Working capital at September 30, 1997 was $564.0 million, up from $470.5
million at year-end. Total current assets increased $179.2 million, due
primarily to increases in accounts receivable and inventories attributable to
increased sales. Total current liabilities increased $85.7 million, due
primarily to increases in accounts payable and accrued expenses.
During this year's third quarter, the Company increased the amount of
committed credit available through revolving bank credit agreements to $240.0
million, up from the previous $215.0 million. The Company also has the
availability of short-term uncommitted credit from several banks. However,
there was no short-term bank debt outstanding at quarter-end, or at year-end.
Given this strong financial position and the continuing strong coverage of
interest expense, the Company has substantial capital resources and
flexibility to provide for projected internal cash needs and additional
acquisitions consistent with management's goals and objectives.
Results of Operations
- ---------------------
The Company's results of operations for the first nine months of 1997
increased to record levels. Sales were $2.14 billion (up 16%), net earnings
were $153.2 million (up 23%), and earnings per share were $1.60 (up 17%) all
compared with the first nine months of 1996. This year's earnings are
compared with 1996 results before non-recurring costs. The non-recurring
costs, as reported last year, totaled $28.9 million after-tax, or $.32 per
share. They consisted of $16.4 million, or $.18 per share, in merger related
costs for the Company's May 1996 acquisition of Pace Holdings, Inc., and $12.5
million, or $.14 per share in an extraordinary item for the mid-year
refinancing of Pace debt. Including the non-recurring costs, net earnings in
the first nine months of 1996 were $95.8 million, or $1.05 per share.

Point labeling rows
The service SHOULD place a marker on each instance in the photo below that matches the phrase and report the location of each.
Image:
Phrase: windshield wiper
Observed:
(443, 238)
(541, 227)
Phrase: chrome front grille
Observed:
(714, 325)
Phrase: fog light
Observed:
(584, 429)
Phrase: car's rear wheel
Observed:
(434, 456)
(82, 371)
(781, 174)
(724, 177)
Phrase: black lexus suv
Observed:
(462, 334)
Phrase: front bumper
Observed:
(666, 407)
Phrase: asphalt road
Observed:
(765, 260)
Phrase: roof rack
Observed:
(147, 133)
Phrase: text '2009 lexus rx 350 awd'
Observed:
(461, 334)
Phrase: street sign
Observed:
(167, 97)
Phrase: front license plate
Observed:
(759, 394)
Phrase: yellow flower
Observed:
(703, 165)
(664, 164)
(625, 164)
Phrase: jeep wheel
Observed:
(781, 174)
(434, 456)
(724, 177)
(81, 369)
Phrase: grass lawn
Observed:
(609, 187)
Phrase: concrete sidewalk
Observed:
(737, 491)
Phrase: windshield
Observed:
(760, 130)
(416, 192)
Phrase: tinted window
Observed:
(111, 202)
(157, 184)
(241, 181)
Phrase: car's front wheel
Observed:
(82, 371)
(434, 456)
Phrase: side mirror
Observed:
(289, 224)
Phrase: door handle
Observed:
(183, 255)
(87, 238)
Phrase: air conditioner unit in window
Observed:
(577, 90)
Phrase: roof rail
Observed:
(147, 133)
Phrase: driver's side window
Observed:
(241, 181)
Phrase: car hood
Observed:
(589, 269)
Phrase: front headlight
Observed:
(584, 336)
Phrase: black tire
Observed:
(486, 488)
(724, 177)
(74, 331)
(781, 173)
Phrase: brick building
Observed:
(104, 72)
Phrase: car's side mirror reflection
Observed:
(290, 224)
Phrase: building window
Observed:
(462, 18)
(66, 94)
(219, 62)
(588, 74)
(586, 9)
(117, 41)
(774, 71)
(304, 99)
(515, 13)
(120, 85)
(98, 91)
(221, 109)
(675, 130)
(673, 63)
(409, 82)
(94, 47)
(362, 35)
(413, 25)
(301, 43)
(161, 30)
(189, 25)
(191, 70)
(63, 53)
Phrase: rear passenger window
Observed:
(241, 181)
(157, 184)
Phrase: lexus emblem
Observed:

▶ **STATED PROBLEM 1**
Answer these questions using the financial text:
(a) What was working capital at September 30, 1997?
(b) To what amount did the Company raise committed credit available through revolving bank credit agreements?
(c) What were net earnings for the first nine months of 1997?
▶ **STATED PROBLEM 2**
Reproduce the point labeling rows word for word, from the line with "Phrase: car's front wheel" through the final line of those rows.

▶ **WRITTEN REPLY 1**
(a) $564.0 million
(b) $240.0 million
(c) $153.2 million

▶ **WRITTEN REPLY 2**
Phrase: car's front wheel
Observed:
(82, 371)
(434, 456)
Phrase: side mirror
Observed:
(289, 224)
Phrase: door handle
Observed:
(183, 255)
(87, 238)
Phrase: air conditioner unit in window
Observed:
(577, 90)
Phrase: roof rail
Observed:
(147, 133)
Phrase: driver's side window
Observed:
(241, 181)
Phrase: car hood
Observed:
(589, 269)
Phrase: front headlight
Observed:
(584, 336)
Phrase: black tire
Observed:
(486, 488)
(724, 177)
(74, 331)
(781, 173)
Phrase: brick building
Observed:
(104, 72)
Phrase: car's side mirror reflection
Observed:
(290, 224)
Phrase: building window
Observed:
(462, 18)
(66, 94)
(219, 62)
(588, 74)
(586, 9)
(117, 41)
(774, 71)
(304, 99)
(515, 13)
(120, 85)
(98, 91)
(221, 109)
(675, 130)
(673, 63)
(409, 82)
(94, 47)
(362, 35)
(413, 25)
(301, 43)
(161, 30)
(189, 25)
(191, 70)
(63, 53)
Phrase: rear passenger window
Observed:
(241, 181)
(157, 184)
Phrase: lexus emblem
Observed:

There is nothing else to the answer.